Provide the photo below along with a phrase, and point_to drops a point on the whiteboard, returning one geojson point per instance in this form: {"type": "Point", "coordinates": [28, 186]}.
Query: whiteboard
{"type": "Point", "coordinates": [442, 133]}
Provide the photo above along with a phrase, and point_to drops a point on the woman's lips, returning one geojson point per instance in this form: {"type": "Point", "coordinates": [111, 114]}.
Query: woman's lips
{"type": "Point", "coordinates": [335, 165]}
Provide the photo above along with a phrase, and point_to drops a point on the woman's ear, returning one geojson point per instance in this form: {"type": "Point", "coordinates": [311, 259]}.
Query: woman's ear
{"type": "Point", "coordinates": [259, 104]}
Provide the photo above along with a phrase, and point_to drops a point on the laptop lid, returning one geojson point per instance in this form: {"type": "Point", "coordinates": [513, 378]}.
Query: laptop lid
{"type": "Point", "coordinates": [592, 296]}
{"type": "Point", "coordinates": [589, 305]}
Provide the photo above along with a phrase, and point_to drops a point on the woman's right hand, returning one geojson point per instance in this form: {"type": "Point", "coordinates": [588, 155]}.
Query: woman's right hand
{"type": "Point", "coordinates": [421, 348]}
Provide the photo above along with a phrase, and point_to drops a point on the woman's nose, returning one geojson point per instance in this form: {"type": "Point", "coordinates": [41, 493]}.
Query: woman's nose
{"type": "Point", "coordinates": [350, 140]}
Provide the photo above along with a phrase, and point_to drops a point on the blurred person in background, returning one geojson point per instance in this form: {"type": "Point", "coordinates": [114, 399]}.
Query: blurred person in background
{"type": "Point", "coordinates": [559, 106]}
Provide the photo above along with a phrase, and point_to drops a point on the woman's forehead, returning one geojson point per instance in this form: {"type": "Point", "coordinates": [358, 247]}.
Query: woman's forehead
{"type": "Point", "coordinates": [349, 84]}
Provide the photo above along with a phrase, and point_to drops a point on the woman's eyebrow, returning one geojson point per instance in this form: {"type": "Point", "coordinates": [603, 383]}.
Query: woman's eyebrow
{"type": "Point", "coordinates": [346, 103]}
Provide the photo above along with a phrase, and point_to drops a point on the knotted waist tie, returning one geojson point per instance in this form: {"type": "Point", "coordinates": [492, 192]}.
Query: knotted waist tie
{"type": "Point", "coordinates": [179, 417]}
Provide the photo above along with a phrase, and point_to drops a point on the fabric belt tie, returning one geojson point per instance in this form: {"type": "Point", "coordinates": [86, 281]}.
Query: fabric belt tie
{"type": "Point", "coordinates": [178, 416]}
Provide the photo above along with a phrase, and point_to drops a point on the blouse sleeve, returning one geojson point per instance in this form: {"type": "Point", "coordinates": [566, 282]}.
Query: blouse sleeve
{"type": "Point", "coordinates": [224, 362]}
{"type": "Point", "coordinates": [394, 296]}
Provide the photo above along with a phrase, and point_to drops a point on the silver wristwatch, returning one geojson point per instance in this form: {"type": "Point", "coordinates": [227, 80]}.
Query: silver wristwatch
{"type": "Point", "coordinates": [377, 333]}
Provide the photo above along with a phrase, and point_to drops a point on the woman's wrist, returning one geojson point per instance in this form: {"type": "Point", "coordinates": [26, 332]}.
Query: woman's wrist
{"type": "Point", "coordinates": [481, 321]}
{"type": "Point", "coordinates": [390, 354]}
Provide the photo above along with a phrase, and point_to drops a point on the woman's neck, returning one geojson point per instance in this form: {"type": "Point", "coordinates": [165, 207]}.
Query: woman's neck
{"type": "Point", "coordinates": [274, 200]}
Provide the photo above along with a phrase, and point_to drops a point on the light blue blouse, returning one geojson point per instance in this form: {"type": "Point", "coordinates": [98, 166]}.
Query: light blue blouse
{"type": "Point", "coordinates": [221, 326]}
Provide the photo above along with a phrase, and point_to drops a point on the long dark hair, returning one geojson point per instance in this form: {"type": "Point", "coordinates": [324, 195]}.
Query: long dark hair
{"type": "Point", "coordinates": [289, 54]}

→ **HOW TO COMPLETE THIS TASK**: Reproduce each record exactly as written above.

→ **SOLUTION TO THIS TASK**:
Provide the photo below along with a phrase, and point_to drops a point on the whiteboard, returning one geojson point per instance in this form: {"type": "Point", "coordinates": [28, 186]}.
Query: whiteboard
{"type": "Point", "coordinates": [442, 133]}
Provide the photo above along with a phrase, and point_to drops a point on the woman's lips, returning one geojson point per instance in this form: {"type": "Point", "coordinates": [111, 114]}.
Query: woman's lips
{"type": "Point", "coordinates": [335, 165]}
Provide the photo above along with a phrase, and point_to drops a point on the woman's ear, returning one geojson point per instance in this form: {"type": "Point", "coordinates": [311, 259]}.
Query: woman's ear
{"type": "Point", "coordinates": [259, 104]}
Provide the photo above along with a phrase, and point_to drops a point on the laptop lid, returning one geojson point per instance in this form: {"type": "Point", "coordinates": [513, 378]}.
Query: laptop lid
{"type": "Point", "coordinates": [592, 296]}
{"type": "Point", "coordinates": [589, 305]}
Provide the photo above along with a phrase, and point_to drops a point on the woman's right hand, returning one geojson point per instance in this form: {"type": "Point", "coordinates": [588, 155]}.
Query: woman's right hand
{"type": "Point", "coordinates": [421, 348]}
Provide the photo above along with a phrase, and point_to drops a point on the woman's nose, returning one geojson point per instance in this form: {"type": "Point", "coordinates": [41, 493]}.
Query: woman's nose
{"type": "Point", "coordinates": [350, 140]}
Provide the photo above along with a phrase, and point_to drops a point on the blurred person in background, returning one geojson point per instance in this form: {"type": "Point", "coordinates": [114, 399]}.
Query: blurred person in background
{"type": "Point", "coordinates": [559, 106]}
Provide the photo above along with a phrase, and point_to drops a point on the woman's forehead, returning one geojson point per instance in this form: {"type": "Point", "coordinates": [358, 247]}.
Query: woman's forehead
{"type": "Point", "coordinates": [349, 84]}
Provide the photo above along with a phrase, and point_to drops a point on the woman's eyebrow, returning one geojson point per instance in this form: {"type": "Point", "coordinates": [603, 383]}.
Query: woman's eyebrow
{"type": "Point", "coordinates": [346, 103]}
Provide the photo above along with a phrase, and point_to drops a point on the knotted waist tie, returning one geojson point per instance in this form: {"type": "Point", "coordinates": [492, 192]}.
Query: knotted waist tie
{"type": "Point", "coordinates": [179, 417]}
Provide the photo above along with a phrase, and point_to drops a point on the fabric belt tie, returning one geojson point per instance in this form: {"type": "Point", "coordinates": [86, 281]}.
Query: fabric belt tie
{"type": "Point", "coordinates": [178, 416]}
Provide the photo above along with a phrase, and point_to drops a point on the blouse sleeve, returning one geojson point per instance in this form: {"type": "Point", "coordinates": [566, 282]}.
Query: blouse sleeve
{"type": "Point", "coordinates": [224, 362]}
{"type": "Point", "coordinates": [394, 296]}
Provide the photo above along with a phrase, and point_to drops a point on the silver wristwatch, returning one geojson point per instance in this form: {"type": "Point", "coordinates": [227, 80]}.
Query: silver wristwatch
{"type": "Point", "coordinates": [377, 333]}
Provide the photo above along with a phrase, and point_to drops a point on the woman's wrist, returning one geojson point per instance in this form: {"type": "Point", "coordinates": [26, 332]}.
Query: woman's wrist
{"type": "Point", "coordinates": [481, 321]}
{"type": "Point", "coordinates": [390, 354]}
Provide the photo above along with a phrase, and point_to drops a point on the woman's neck, returning one geojson point per instance in this form: {"type": "Point", "coordinates": [165, 207]}.
Query: woman's neck
{"type": "Point", "coordinates": [274, 200]}
Provide the photo above along with a phrase, and point_to drops a point on the light blue blouse, returning one geojson point per instance in this form: {"type": "Point", "coordinates": [98, 166]}.
Query: light blue blouse
{"type": "Point", "coordinates": [221, 326]}
Provide the photo above along with a phrase, and point_to drops a point on the long dark hair, returning one geojson point per instance in this form: {"type": "Point", "coordinates": [324, 195]}.
Query: long dark hair
{"type": "Point", "coordinates": [289, 54]}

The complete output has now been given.